Repeat the listing below in full, exactly as it stands.

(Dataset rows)
────

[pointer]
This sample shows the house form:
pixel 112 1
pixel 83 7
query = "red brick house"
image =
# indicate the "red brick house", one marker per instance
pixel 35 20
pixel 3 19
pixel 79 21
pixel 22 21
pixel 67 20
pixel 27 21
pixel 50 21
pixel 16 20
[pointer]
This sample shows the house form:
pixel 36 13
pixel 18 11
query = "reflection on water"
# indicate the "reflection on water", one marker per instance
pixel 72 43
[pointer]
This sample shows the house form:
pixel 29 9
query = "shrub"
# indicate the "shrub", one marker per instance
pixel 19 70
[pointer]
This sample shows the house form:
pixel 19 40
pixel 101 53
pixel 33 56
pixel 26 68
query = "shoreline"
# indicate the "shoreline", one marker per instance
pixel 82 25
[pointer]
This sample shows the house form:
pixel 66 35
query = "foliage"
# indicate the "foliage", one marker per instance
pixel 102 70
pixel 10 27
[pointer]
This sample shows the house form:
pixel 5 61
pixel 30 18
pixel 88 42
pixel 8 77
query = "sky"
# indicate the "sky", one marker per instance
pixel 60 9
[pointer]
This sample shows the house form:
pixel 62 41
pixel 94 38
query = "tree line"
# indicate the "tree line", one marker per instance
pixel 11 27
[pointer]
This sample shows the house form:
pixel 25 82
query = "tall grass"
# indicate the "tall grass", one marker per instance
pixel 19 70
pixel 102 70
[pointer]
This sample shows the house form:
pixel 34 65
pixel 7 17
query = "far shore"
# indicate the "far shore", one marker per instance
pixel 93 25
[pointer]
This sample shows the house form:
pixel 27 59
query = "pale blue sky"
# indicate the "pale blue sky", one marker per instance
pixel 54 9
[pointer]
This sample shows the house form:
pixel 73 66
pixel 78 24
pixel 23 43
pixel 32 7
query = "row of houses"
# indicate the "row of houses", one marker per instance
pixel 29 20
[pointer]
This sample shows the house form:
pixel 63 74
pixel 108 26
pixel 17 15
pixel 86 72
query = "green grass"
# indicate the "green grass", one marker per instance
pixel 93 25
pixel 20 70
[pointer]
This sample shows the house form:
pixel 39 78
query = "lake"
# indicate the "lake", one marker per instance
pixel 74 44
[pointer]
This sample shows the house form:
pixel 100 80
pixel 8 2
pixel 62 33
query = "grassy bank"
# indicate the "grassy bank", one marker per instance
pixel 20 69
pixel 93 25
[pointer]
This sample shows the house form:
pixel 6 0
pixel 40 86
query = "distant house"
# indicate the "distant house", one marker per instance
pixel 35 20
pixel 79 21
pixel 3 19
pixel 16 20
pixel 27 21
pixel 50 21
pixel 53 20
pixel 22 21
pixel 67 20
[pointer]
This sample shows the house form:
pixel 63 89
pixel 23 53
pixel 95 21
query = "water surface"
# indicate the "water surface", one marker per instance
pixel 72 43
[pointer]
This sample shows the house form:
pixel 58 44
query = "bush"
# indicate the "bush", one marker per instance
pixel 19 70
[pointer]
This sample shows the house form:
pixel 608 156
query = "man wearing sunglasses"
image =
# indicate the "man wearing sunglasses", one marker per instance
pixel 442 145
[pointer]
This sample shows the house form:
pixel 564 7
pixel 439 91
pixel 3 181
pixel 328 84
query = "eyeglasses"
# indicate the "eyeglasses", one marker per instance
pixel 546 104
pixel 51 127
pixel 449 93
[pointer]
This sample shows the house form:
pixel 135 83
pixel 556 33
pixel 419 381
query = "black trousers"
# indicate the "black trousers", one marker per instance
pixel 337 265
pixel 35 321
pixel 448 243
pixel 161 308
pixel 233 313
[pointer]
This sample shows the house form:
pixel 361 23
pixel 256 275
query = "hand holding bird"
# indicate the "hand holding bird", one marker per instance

────

» **Response for this exercise**
[pointer]
This sample shows the house form:
pixel 112 1
pixel 83 7
query = "red brick house"
image =
# indicate the "red brick house", one marker per instance
pixel 35 20
pixel 3 19
pixel 79 21
pixel 22 21
pixel 67 20
pixel 27 21
pixel 50 21
pixel 16 20
[pointer]
This sample shows the house form:
pixel 36 13
pixel 18 11
query = "reflection on water"
# indicate the "reflection on water", one marker per instance
pixel 72 43
[pointer]
This sample shows the house form:
pixel 29 9
query = "shrub"
# indicate the "shrub", one marker per instance
pixel 19 70
[pointer]
This sample shows the house form:
pixel 19 40
pixel 101 53
pixel 33 56
pixel 26 68
query = "shoreline"
# indicate the "shoreline", one marker per instance
pixel 82 25
[pointer]
This sample shows the house form:
pixel 66 35
query = "foliage"
# indicate the "foliage", one marker per instance
pixel 102 70
pixel 10 27
[pointer]
This sample shows the house form:
pixel 5 61
pixel 30 18
pixel 88 42
pixel 8 77
query = "sky"
# indicate the "sky", one marker per instance
pixel 60 9
[pointer]
This sample shows the house form:
pixel 62 41
pixel 94 38
query = "tree line"
# indicate the "tree line", one marker per instance
pixel 11 27
[pointer]
This sample shows the house form:
pixel 25 82
query = "tall grass"
# indicate the "tall grass", one marker per instance
pixel 19 70
pixel 102 70
[pointer]
This sample shows the house form:
pixel 34 65
pixel 7 17
query = "far shore"
# indicate the "far shore", one marker per instance
pixel 93 25
[pointer]
This sample shows the house form:
pixel 27 59
query = "pale blue sky"
# indicate the "pale blue sky", one marker per instance
pixel 54 9
[pointer]
This sample shows the house form:
pixel 73 66
pixel 78 24
pixel 23 43
pixel 32 7
query = "row of houses"
# indicate the "row of houses", one marker per instance
pixel 29 20
[pointer]
This sample shows the house form:
pixel 63 74
pixel 108 26
pixel 17 15
pixel 86 72
query = "green grass"
# indicate the "green grass", one marker per instance
pixel 93 25
pixel 20 70
[pointer]
This sample shows the house form:
pixel 39 78
query = "lake"
# indicate the "lake", one marker per instance
pixel 74 44
[pointer]
This sample shows the house form:
pixel 100 80
pixel 8 2
pixel 62 33
query = "grassy bank"
# indicate the "grassy bank", one marker per instance
pixel 20 69
pixel 93 25
[pointer]
This sample shows the house form:
pixel 6 0
pixel 40 86
query = "distant house"
# indicate the "distant house", one marker per instance
pixel 35 20
pixel 79 21
pixel 3 19
pixel 16 20
pixel 27 21
pixel 50 21
pixel 53 20
pixel 22 21
pixel 67 20
[pointer]
This sample shows the house form:
pixel 63 89
pixel 23 53
pixel 95 21
query = "water surface"
# indicate the "water surface", one marker per instance
pixel 72 43
[pointer]
This sample shows the house form:
pixel 58 44
query = "bush"
# indicate the "bush", one marker per instance
pixel 19 70
[pointer]
This sample shows the house form:
pixel 608 156
query = "man wearing sunglasses"
image =
# indicate the "man wearing sunglasses", one marker per instance
pixel 442 145
[pointer]
This sample shows the house form:
pixel 564 7
pixel 439 91
pixel 3 181
pixel 328 84
query = "eyeglasses"
# indicate the "eyeglasses", one marker per instance
pixel 546 104
pixel 51 127
pixel 449 93
[pointer]
This sample shows the house form:
pixel 135 83
pixel 556 33
pixel 419 381
query = "black trousers"
# indicate the "black trousers", one marker per instance
pixel 337 265
pixel 35 321
pixel 448 243
pixel 161 308
pixel 233 313
[pointer]
This sample shows the house form:
pixel 361 23
pixel 256 275
query = "hand holding bird"
# indicate the "hand holding bird", one marker per instance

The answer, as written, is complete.